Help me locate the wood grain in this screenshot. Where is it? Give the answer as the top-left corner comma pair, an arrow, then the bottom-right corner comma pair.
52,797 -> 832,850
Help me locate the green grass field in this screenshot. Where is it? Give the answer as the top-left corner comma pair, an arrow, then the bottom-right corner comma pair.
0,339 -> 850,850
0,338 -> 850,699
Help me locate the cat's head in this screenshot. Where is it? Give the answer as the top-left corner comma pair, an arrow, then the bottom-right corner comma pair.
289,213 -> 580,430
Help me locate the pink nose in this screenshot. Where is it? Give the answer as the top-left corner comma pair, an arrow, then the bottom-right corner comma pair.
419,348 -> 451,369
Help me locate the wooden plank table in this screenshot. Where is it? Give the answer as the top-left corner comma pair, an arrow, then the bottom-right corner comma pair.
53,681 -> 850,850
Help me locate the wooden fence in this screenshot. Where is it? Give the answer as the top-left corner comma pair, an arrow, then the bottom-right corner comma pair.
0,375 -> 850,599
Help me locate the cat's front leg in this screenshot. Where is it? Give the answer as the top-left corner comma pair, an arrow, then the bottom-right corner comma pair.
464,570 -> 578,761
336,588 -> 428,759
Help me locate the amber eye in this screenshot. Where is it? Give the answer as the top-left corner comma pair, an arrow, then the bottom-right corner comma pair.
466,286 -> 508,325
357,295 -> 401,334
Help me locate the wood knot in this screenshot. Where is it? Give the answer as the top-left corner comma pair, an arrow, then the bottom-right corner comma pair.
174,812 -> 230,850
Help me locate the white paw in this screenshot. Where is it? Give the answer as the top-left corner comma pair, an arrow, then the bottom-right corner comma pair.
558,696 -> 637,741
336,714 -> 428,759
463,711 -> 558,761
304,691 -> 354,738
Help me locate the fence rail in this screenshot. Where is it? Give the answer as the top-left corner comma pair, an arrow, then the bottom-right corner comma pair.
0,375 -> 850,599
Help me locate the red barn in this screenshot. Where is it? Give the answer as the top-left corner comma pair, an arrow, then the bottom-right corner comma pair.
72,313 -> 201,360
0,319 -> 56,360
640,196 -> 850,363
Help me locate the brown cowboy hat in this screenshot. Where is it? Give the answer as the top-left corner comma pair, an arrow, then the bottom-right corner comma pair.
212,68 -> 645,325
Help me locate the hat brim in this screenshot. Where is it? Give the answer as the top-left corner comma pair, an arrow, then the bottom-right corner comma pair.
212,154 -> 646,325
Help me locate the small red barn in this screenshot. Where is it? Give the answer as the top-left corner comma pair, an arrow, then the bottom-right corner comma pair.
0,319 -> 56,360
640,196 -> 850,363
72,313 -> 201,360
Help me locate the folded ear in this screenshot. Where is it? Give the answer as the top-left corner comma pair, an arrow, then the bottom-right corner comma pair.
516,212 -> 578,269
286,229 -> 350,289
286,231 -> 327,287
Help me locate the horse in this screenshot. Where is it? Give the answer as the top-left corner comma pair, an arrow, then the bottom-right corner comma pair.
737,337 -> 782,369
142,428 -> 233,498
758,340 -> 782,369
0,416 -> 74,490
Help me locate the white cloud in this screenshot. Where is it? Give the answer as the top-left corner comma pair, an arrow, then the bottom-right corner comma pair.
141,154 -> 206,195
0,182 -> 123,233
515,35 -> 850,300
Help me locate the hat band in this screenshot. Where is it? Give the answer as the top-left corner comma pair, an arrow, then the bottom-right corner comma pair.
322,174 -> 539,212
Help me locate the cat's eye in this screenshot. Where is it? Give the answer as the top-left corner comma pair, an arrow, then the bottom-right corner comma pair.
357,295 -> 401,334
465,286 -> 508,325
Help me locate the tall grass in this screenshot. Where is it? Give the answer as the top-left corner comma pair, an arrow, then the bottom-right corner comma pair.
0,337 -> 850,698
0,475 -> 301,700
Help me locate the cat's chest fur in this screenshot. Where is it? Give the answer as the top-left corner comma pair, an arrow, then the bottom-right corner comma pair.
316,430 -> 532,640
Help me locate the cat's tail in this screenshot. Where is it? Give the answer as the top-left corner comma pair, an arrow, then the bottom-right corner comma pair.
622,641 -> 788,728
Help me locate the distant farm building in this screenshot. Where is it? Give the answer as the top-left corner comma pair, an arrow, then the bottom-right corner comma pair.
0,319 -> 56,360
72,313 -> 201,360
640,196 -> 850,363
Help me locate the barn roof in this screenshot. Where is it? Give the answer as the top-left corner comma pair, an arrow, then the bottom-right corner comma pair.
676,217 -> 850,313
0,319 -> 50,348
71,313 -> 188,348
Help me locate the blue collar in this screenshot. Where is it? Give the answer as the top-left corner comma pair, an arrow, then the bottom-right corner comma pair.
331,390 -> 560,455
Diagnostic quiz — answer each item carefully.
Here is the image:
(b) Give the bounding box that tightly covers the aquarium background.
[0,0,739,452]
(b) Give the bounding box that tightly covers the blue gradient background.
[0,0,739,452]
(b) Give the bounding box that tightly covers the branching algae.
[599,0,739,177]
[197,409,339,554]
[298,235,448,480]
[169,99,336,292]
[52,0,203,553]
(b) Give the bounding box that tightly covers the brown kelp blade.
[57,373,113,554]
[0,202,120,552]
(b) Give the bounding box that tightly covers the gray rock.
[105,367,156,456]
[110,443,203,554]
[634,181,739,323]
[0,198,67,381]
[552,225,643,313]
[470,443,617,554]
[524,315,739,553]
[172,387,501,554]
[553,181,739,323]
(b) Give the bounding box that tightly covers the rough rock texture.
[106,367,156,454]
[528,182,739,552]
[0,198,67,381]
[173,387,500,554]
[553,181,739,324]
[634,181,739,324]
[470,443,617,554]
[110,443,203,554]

++++++++++++++++++++

Stated goal » Pull out every line of the material above and reproduce each one verbatim, in its original order.

Complete answer »
Help me locate the wood grain in this screenshot. Where is it? Give the answer as the top-left corner comma pair, an arrow, then the bottom-right corner comma pair.
52,797 -> 832,850
Help me locate the green grass field in this screenshot. Where is it? Give the answer as the top-left corner comma pair, an arrow, then the bottom-right corner comma pair.
0,339 -> 850,850
0,338 -> 850,699
Help me locate the cat's head in this screenshot. Where is it? Give the answer as the top-left corner comma pair, an arrow, then the bottom-right corner comma pair.
289,213 -> 580,430
Help me locate the pink nose in this screenshot. Where is it? Give the answer as the top-left corner comma pair, an arrow, then the bottom-right corner comma pair.
419,348 -> 451,369
Help me locate the wooden plank table in this screenshot. Where is it? Give the answer as the top-left corner comma pair, an arrow, then the bottom-right corner comma pair.
53,681 -> 850,850
Help me locate the wooden fence in this screenshot. Where is it? Give the answer as the top-left corner comma pair, an arrow, then the bottom-right corner comma pair.
0,375 -> 850,599
Help me locate the cat's front leg in this screenshot. Where is it? Give the answer as the top-left corner comma pair, an arrow, then the bottom-right corner comma pair.
464,570 -> 578,761
336,588 -> 428,759
Help me locate the amber eye in this screenshot. Where is it? Give the answer as the top-left corner comma pair, an arrow, then the bottom-right corner comma pair.
466,286 -> 508,325
357,295 -> 401,334
Help me locate the wood knot in this screenshot. Where is it? Give the answer as the top-left corner comma pair, an arrow, then the bottom-right corner comma pair.
174,812 -> 230,850
Help me locate the white paw in this screenshot. Where is it? Give the answer as the top-left corner comma pair, an arrow, then the bottom-right corner comma pair.
558,696 -> 637,741
336,714 -> 428,759
463,711 -> 558,761
304,691 -> 354,738
Help me locate the fence rail in this screenshot. Where is it? Give the answer as the top-left corner comma pair, an arrow, then the bottom-right corner comma pair.
0,375 -> 850,599
Help me locate the red barn in this screenshot. Where is it? Give the answer as the top-left corner comma pair, an arrow, then the bottom-right corner comma pair.
72,313 -> 201,360
0,319 -> 56,360
640,196 -> 850,363
Help me locate the brown cowboy hat in this screenshot. Where is it? Give the answer as the top-left corner comma pair, an arrow, then the bottom-right corner comma pair.
212,68 -> 645,325
Help me locate the hat brim in this screenshot. Where is it? Give the answer as the top-left corner comma pair, an arrow, then the bottom-right corner comma pair.
212,154 -> 646,325
Help me locate the small red barn in this screenshot. Where is it? Give the answer as the top-left corner comma pair, an arrow, then the bottom-right corner comma pair.
0,319 -> 56,360
640,196 -> 850,363
72,313 -> 201,360
Help me locate the folded ear in this screenshot. Where is it? Give the answer as the top-left corner comma pair, an arrow, then the bottom-right corner comma pair.
516,212 -> 578,269
286,229 -> 350,289
286,231 -> 327,287
Help me locate the horse in this screenshot. Where is it? Give the answer as the top-left corner comma pair, an arrow, then the bottom-right corner comma pair.
737,337 -> 782,369
142,428 -> 233,498
758,340 -> 782,369
0,416 -> 74,490
Help me locate the white cloud in this screenshot. Where is it? Give the answer as the top-left corner comma pair, an arrow, then the bottom-right corner comma pair.
141,154 -> 206,195
0,182 -> 123,233
515,35 -> 850,300
Help me locate the hat band in this screenshot. Where is it? Give the answer as the top-left corner comma pair, an arrow, then the bottom-right corner comma pair.
322,174 -> 539,212
Help me locate the cat's eye in this screenshot. Where is it? Give the answer as the top-left corner comma pair, an arrow, then the bottom-right corner comma pair.
357,295 -> 401,334
465,286 -> 508,325
Help me locate the tall grass in this screenshot. Where is it? Give the answer as the top-left corner comma pair, an arrow, then the bottom-right corner comma pair.
0,337 -> 850,698
0,475 -> 301,700
Help me locate the cat's chest fur in this screenshot. Where is it? Give the answer as the top-left corner comma pair, an arrow, then the bottom-right corner comma pair.
316,430 -> 532,640
Help me locate the cat's tail in this screenshot. Where is it? Give the answer as the top-left corner comma pair, an arrow, then the bottom-right corner comma pair.
622,641 -> 788,728
Help me locate the distant farm building in this screenshot. Where is it? Give the answer as the top-left corner comma pair, an arrow, then the bottom-right corner comma pair.
0,319 -> 56,360
72,313 -> 201,360
640,196 -> 850,363
Help me locate the barn roof in this screenshot. Where is it? Give the answer as the top-left corner comma pair, an arrow, then the bottom-right corner comma pair.
676,217 -> 850,313
0,319 -> 50,348
71,313 -> 188,348
Help me locate the blue collar in this screenshot. Where is it? Give the answer as the top-left corner comma pair, an arrow, then the bottom-right corner comma pair.
331,390 -> 560,455
Diagnostic quiz — answer each item carefully.
Here is the image:
(b) Give the bounding box that tightly covers the aquarium background.
[0,0,739,452]
(b) Give the bounding box that tightly covers the blue gradient background.
[0,0,739,452]
(b) Give the bounding box that tightly covers the branching algae.
[599,0,739,177]
[197,409,339,554]
[298,235,448,480]
[169,99,336,292]
[52,0,203,553]
(b) Give the bounding box that tightly covers the brown kelp blade.
[57,373,113,554]
[0,202,120,552]
(b) Give the bounding box that tightly covers the gray rock.
[105,367,156,456]
[110,443,203,554]
[634,181,739,323]
[0,198,67,381]
[552,225,643,313]
[470,443,617,554]
[524,315,739,553]
[172,387,501,554]
[553,181,739,323]
(b) Give the bounding box that tightly covers the rough rock texture.
[106,367,156,454]
[528,182,739,552]
[0,198,67,381]
[173,387,500,554]
[553,181,739,324]
[634,181,739,324]
[470,443,617,554]
[110,443,203,554]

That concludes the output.